Short exercise: How many lines in the material below contain the string "spruce", matching case exactly? Reply with the number alone.

- - - -

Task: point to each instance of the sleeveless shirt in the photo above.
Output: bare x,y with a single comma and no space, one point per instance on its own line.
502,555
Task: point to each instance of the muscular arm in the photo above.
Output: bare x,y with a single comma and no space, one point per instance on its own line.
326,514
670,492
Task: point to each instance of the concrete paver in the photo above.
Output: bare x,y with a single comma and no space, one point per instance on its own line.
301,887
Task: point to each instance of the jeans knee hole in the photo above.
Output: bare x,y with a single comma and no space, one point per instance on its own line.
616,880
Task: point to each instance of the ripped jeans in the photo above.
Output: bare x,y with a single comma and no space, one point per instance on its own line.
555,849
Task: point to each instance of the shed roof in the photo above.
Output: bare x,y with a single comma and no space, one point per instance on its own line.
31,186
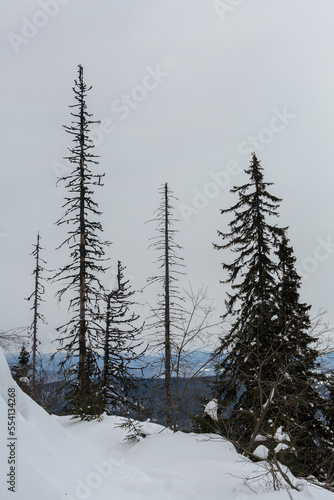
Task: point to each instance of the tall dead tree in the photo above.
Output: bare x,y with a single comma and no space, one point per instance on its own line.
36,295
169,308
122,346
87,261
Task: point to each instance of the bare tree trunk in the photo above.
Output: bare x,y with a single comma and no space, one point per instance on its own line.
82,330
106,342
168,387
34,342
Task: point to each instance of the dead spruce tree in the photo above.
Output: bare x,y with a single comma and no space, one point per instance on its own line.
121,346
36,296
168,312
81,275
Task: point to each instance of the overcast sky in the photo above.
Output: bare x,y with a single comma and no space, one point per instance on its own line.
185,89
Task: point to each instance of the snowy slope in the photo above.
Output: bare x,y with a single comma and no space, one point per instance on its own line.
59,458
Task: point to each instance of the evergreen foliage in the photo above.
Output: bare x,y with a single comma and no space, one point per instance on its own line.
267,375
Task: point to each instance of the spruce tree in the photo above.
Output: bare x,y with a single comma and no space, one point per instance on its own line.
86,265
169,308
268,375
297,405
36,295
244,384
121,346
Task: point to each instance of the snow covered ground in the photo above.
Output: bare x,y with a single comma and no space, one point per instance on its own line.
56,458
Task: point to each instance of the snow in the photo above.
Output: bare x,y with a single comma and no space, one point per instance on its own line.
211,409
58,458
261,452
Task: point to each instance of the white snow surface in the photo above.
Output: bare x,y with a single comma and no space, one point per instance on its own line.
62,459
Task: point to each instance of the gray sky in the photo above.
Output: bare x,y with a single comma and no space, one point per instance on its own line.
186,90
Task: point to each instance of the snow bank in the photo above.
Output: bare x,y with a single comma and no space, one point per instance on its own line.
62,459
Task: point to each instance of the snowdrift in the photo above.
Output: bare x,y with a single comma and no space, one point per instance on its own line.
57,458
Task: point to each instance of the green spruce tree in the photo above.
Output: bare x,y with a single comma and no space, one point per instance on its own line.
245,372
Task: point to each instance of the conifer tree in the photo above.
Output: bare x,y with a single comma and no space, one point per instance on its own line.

- - - -

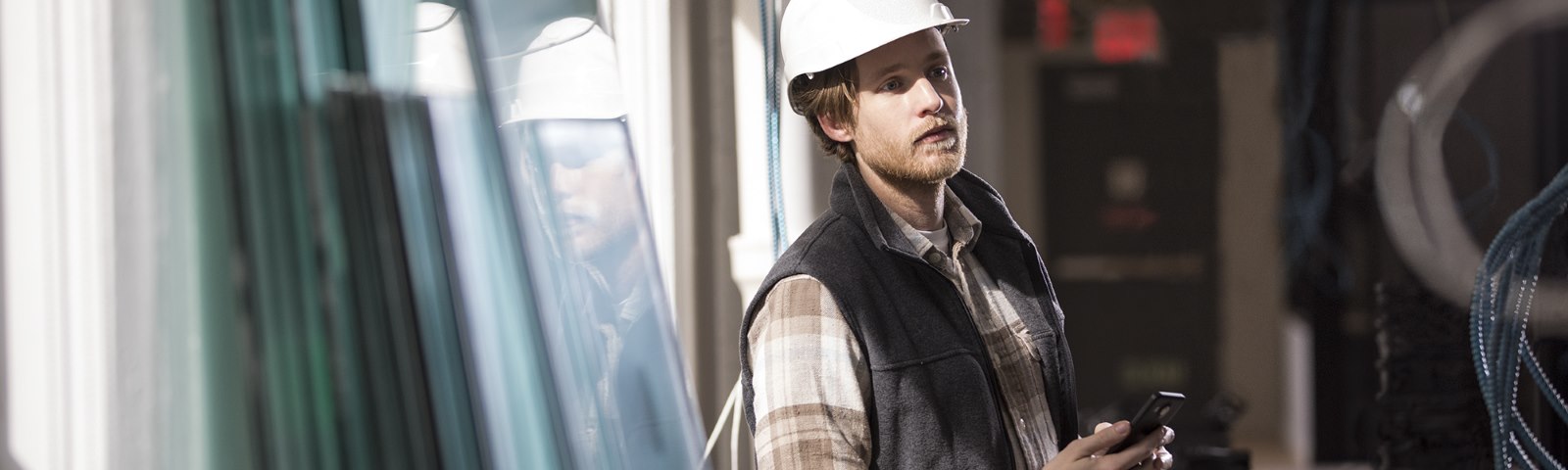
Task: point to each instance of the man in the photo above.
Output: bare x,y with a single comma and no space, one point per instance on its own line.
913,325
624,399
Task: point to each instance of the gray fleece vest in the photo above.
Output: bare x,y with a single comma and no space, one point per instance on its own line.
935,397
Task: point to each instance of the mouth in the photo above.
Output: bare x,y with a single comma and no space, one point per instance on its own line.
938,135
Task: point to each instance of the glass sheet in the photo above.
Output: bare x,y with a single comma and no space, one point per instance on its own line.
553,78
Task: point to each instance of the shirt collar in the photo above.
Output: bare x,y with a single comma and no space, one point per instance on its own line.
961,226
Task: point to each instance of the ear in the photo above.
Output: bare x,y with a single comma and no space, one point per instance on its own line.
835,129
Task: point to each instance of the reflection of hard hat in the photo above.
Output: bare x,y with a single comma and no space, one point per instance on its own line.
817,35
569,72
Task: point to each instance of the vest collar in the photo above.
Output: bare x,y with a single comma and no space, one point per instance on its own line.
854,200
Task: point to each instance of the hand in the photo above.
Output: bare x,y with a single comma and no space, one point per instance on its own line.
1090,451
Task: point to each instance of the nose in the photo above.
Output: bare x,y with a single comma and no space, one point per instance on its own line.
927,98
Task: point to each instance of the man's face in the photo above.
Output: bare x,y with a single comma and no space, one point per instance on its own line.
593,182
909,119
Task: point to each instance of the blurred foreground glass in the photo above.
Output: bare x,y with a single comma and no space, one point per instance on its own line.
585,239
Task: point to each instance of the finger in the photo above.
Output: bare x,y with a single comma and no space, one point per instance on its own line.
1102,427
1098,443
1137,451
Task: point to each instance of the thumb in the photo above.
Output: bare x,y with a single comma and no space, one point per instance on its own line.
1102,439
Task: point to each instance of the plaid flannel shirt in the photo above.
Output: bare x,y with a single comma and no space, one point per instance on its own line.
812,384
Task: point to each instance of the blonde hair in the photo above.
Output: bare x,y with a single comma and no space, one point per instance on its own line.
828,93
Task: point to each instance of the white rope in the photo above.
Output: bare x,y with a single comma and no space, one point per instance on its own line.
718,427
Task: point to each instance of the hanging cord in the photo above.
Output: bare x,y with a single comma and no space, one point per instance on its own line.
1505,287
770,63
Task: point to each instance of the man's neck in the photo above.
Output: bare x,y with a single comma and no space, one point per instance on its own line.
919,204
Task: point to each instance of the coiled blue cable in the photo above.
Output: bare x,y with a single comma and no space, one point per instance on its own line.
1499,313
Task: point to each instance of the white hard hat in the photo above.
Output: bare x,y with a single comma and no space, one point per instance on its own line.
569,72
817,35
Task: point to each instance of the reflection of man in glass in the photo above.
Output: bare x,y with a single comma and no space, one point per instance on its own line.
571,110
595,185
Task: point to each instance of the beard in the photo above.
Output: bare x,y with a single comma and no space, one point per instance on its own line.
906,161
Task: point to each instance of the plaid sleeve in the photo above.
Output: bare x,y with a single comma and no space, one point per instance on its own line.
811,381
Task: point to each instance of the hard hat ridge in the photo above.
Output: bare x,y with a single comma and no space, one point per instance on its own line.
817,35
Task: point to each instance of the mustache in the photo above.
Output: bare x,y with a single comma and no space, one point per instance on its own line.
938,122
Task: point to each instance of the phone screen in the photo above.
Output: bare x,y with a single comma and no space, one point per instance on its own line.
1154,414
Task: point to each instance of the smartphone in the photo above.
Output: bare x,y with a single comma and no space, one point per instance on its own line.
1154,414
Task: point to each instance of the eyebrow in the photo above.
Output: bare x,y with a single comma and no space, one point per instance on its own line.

- - - -

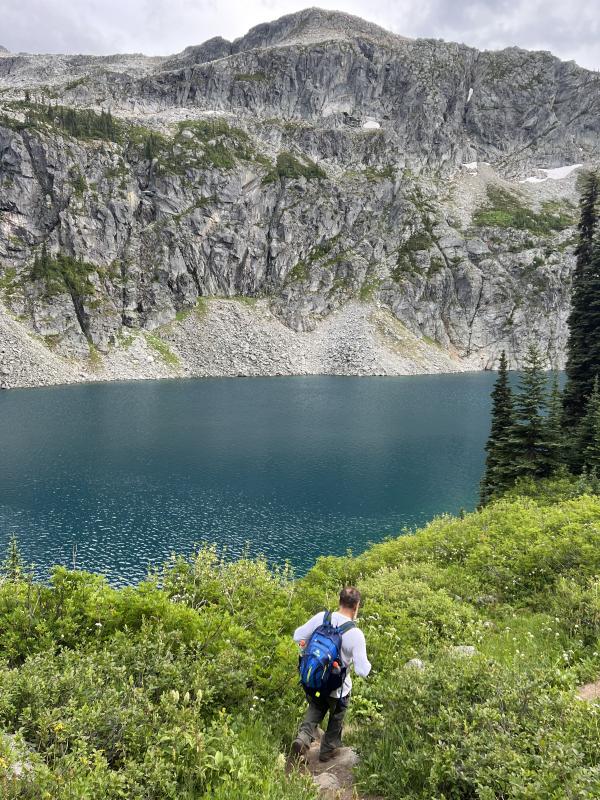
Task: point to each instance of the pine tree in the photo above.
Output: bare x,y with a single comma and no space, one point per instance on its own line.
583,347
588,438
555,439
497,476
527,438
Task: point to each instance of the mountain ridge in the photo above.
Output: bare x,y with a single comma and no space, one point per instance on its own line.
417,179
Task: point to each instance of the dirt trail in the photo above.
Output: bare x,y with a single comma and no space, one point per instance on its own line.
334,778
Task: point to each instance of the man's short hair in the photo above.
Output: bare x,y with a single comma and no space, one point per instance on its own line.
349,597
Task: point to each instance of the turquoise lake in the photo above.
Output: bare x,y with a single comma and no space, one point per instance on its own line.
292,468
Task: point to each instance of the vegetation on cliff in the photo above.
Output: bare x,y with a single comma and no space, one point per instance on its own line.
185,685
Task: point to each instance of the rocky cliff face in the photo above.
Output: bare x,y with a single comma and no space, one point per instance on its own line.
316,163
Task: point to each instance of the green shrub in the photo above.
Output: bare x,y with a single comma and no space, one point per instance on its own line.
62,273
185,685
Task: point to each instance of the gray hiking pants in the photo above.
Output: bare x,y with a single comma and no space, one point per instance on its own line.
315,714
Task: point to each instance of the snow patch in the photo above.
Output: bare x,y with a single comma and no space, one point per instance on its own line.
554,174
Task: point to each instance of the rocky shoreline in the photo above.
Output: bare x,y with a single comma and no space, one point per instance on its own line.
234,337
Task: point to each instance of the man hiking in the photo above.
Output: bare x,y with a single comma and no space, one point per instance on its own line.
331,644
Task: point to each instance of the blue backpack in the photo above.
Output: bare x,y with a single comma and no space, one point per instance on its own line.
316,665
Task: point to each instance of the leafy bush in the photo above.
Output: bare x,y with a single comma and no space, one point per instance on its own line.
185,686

- - - -

Task solution: 3